━━━ DATA EXCERPTS
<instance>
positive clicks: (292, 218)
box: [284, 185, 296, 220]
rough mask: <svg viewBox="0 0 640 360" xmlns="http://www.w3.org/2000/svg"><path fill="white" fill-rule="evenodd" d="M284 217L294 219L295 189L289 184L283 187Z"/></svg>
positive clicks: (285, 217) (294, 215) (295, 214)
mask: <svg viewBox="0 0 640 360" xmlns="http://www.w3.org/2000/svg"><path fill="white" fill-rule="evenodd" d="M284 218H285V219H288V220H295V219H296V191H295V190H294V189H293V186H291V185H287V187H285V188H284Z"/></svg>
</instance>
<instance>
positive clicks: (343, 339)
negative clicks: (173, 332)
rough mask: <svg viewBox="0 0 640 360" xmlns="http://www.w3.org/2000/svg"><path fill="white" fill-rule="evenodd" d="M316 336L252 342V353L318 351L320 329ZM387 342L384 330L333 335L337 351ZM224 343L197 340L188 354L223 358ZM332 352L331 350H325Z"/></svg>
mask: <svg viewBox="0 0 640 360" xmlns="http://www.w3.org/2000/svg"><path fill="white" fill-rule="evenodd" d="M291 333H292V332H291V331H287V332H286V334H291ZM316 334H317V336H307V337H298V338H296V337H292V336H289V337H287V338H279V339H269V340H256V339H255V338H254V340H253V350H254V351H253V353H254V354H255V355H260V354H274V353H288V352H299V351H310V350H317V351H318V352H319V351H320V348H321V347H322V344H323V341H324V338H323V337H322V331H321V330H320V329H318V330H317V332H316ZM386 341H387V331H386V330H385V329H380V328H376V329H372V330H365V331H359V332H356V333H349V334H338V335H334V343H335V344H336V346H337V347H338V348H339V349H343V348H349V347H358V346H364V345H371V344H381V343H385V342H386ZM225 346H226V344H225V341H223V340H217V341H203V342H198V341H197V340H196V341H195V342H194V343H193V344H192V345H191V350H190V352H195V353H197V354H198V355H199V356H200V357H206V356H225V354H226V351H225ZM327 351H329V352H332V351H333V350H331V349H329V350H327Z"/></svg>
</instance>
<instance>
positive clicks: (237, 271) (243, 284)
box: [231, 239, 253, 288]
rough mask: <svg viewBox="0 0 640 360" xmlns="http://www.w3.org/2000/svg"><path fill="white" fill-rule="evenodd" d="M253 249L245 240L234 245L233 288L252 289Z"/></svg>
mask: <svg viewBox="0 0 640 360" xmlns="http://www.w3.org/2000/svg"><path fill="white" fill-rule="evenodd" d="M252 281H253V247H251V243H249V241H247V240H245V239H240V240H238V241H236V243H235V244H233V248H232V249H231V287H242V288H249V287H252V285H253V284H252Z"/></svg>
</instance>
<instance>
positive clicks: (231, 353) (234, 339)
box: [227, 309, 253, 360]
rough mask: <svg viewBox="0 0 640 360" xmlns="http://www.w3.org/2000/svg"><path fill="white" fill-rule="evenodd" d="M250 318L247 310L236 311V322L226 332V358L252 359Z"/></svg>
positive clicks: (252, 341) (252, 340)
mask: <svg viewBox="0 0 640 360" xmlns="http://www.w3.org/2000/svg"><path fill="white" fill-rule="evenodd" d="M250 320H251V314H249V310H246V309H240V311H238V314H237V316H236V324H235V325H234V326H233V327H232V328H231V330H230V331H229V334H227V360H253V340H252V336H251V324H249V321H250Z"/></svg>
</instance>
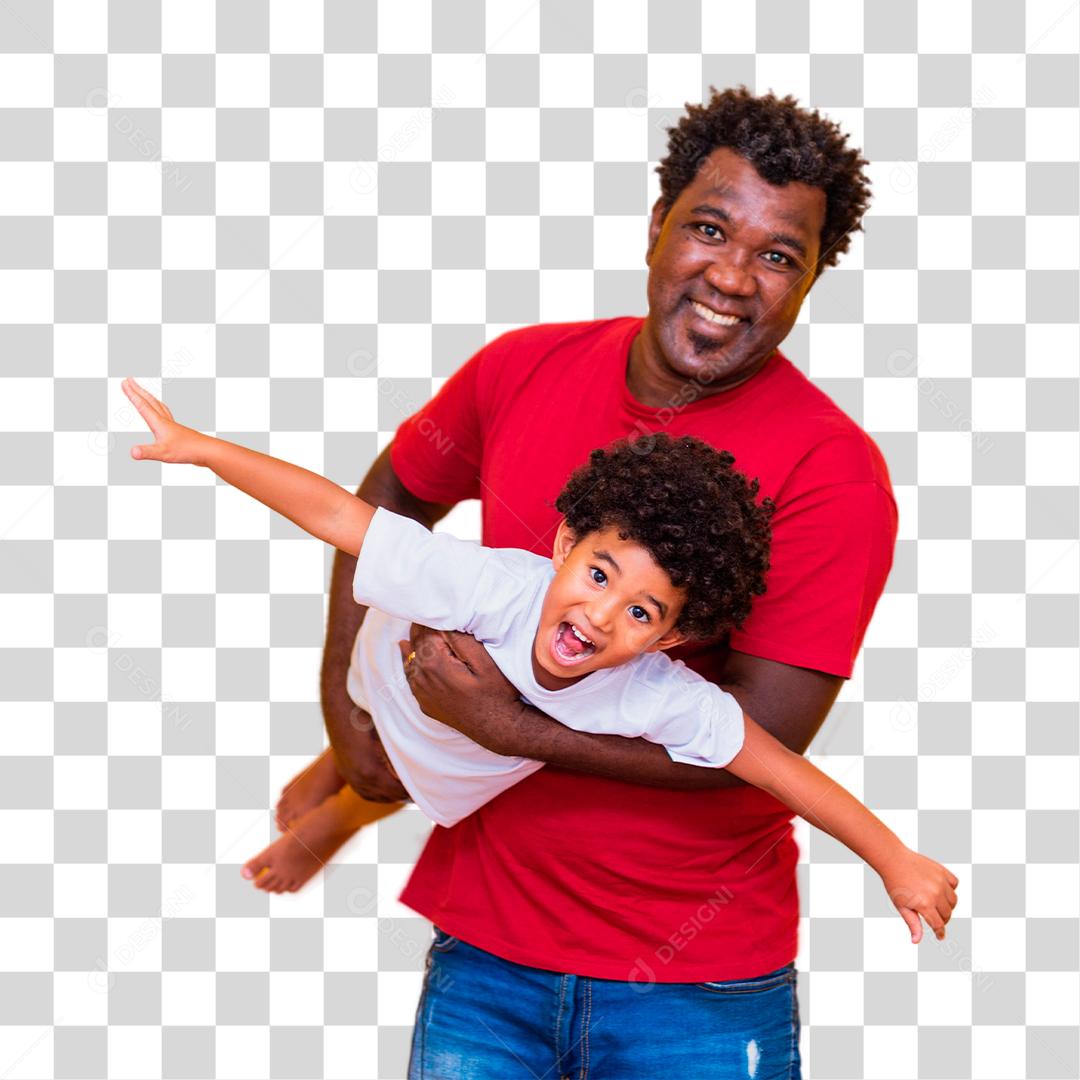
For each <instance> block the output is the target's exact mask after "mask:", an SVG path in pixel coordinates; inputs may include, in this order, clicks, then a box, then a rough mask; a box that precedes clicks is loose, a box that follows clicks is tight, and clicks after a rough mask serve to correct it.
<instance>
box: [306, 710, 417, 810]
mask: <svg viewBox="0 0 1080 1080" xmlns="http://www.w3.org/2000/svg"><path fill="white" fill-rule="evenodd" d="M346 708H347V710H348V716H335V717H334V719H335V720H336V721H337V729H338V730H339V731H340V730H342V729H346V728H347V729H348V731H349V741H348V742H349V760H343V759H342V757H341V755H340V754H339V753H338V752H337V750H334V761H335V764H336V765H337V768H338V772H340V773H341V775H342V777H343V778H345V780H346V783H348V785H349V786H350V787H351V788H352V789H353V791H354V792H355V793H356V794H357V795H359V796H360V797H361V798H364V799H367V801H368V802H404V801H408V800H409V798H410V796H409V794H408V792H407V791H405V787H404V786H403V785H402V782H401V781H400V780H399V779H397V774H396V773H395V772H394V770H393V767H392V766H391V764H390V759H389V758H388V757H387V752H386V750H383V747H382V740H380V739H379V733H378V732H377V731H376V730H375V724H374V723H373V721H372V716H370V714H369V713H367V712H366V711H365V710H363V708H361V707H360V706H359V705H355V704H353V703H352V701H346V700H343V699H342V698H337V699H336V700H335V701H334V703H333V704H330V703H324V705H323V713H324V714H326V713H327V711H328V710H335V711H337V712H340V711H342V710H346ZM327 718H329V717H327Z"/></svg>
━━━━━━
▶ **TASK TO COMPLETE**: Copy every line above word for word, leaving out the pictures.

▶ **EXPECTED OUTPUT**:
<instance>
positive clicks: (292, 218)
box: [284, 185, 296, 220]
rough mask: <svg viewBox="0 0 640 360" xmlns="http://www.w3.org/2000/svg"><path fill="white" fill-rule="evenodd" d="M284 217L294 219L295 189L289 184L283 187Z"/></svg>
positive clicks: (285, 217) (294, 215) (295, 214)
mask: <svg viewBox="0 0 640 360" xmlns="http://www.w3.org/2000/svg"><path fill="white" fill-rule="evenodd" d="M284 218H285V219H288V220H295V219H296V191H295V190H294V189H293V186H291V185H287V187H285V188H284Z"/></svg>
</instance>
<instance>
positive clicks: (343, 339)
negative clicks: (173, 332)
rough mask: <svg viewBox="0 0 640 360" xmlns="http://www.w3.org/2000/svg"><path fill="white" fill-rule="evenodd" d="M316 336L252 342V353L318 351L320 329ZM387 342L384 330L333 335L337 351ZM224 343L197 340L188 354L223 358ZM332 352L331 350H325Z"/></svg>
mask: <svg viewBox="0 0 640 360" xmlns="http://www.w3.org/2000/svg"><path fill="white" fill-rule="evenodd" d="M291 333H292V332H291V331H287V332H286V334H291ZM316 334H317V336H307V337H298V338H296V337H292V336H289V337H287V338H279V339H269V340H256V339H255V338H254V340H253V350H254V351H253V353H254V354H255V355H260V354H274V353H288V352H299V351H310V350H317V351H318V352H319V351H320V348H321V347H322V344H323V341H324V338H323V337H322V331H321V330H320V329H318V330H317V332H316ZM386 341H387V331H386V330H385V329H380V328H376V329H372V330H365V331H359V332H356V333H349V334H338V335H334V343H335V344H336V346H337V347H338V348H339V349H343V348H349V347H358V346H364V345H371V344H381V343H385V342H386ZM225 346H226V344H225V341H223V340H217V341H203V342H198V341H197V340H196V341H195V342H194V343H193V344H192V345H191V350H190V352H195V353H197V354H198V355H199V356H200V357H206V356H225V354H226V351H225ZM327 351H329V352H332V351H333V350H331V349H329V350H327Z"/></svg>
</instance>
<instance>
positive clicks: (237, 271) (243, 284)
box: [231, 239, 253, 288]
rough mask: <svg viewBox="0 0 640 360" xmlns="http://www.w3.org/2000/svg"><path fill="white" fill-rule="evenodd" d="M253 249L245 240L234 245L233 288L252 289Z"/></svg>
mask: <svg viewBox="0 0 640 360" xmlns="http://www.w3.org/2000/svg"><path fill="white" fill-rule="evenodd" d="M252 281H253V247H251V243H249V241H247V240H245V239H240V240H238V241H236V243H235V244H233V248H232V249H231V287H242V288H249V287H252V285H253V284H252Z"/></svg>
</instance>
<instance>
positive clicks: (231, 353) (234, 339)
box: [227, 309, 253, 360]
rough mask: <svg viewBox="0 0 640 360" xmlns="http://www.w3.org/2000/svg"><path fill="white" fill-rule="evenodd" d="M250 318L247 310L236 311V322L226 332V358L252 359Z"/></svg>
positive clicks: (252, 341) (252, 340)
mask: <svg viewBox="0 0 640 360" xmlns="http://www.w3.org/2000/svg"><path fill="white" fill-rule="evenodd" d="M250 320H251V314H249V310H246V309H240V311H238V314H237V316H236V324H235V325H234V326H233V327H232V328H231V330H230V331H229V334H227V360H253V340H252V336H251V324H249V321H250Z"/></svg>
</instance>
For each <instance> block the output is the target's exact mask after "mask:", an SVG path in pixel coordinates; inputs may include, in this order, clicks, then a box, then a rough mask; a box that precedes clicks is loose, a box that follows clicks is tight, and clicks after a rough mask serve to correct it.
<instance>
box: [306, 710, 417, 810]
mask: <svg viewBox="0 0 1080 1080" xmlns="http://www.w3.org/2000/svg"><path fill="white" fill-rule="evenodd" d="M346 708H347V710H348V716H335V717H334V719H335V720H336V721H337V729H338V730H339V731H340V730H342V729H346V728H347V729H348V731H349V741H348V742H349V760H343V759H342V757H341V755H340V754H339V753H338V752H337V750H334V761H335V764H336V765H337V768H338V772H340V773H341V775H342V777H343V778H345V780H346V783H348V785H349V786H350V787H351V788H352V789H353V791H354V792H355V793H356V794H357V795H359V796H360V797H361V798H364V799H367V801H368V802H404V801H408V800H409V798H410V796H409V794H408V792H407V791H405V787H404V786H403V785H402V782H401V781H400V780H399V779H397V774H396V773H395V772H394V770H393V767H392V766H391V764H390V759H389V758H388V757H387V752H386V750H383V747H382V740H380V739H379V733H378V732H377V731H376V730H375V724H374V723H373V721H372V716H370V714H369V713H367V712H366V711H365V710H363V708H361V707H360V706H359V705H355V704H353V703H352V701H346V700H343V699H342V698H337V699H336V700H335V701H334V703H333V704H330V703H324V705H323V713H324V714H326V713H327V711H328V710H335V711H337V712H340V711H342V710H346ZM327 718H329V717H327Z"/></svg>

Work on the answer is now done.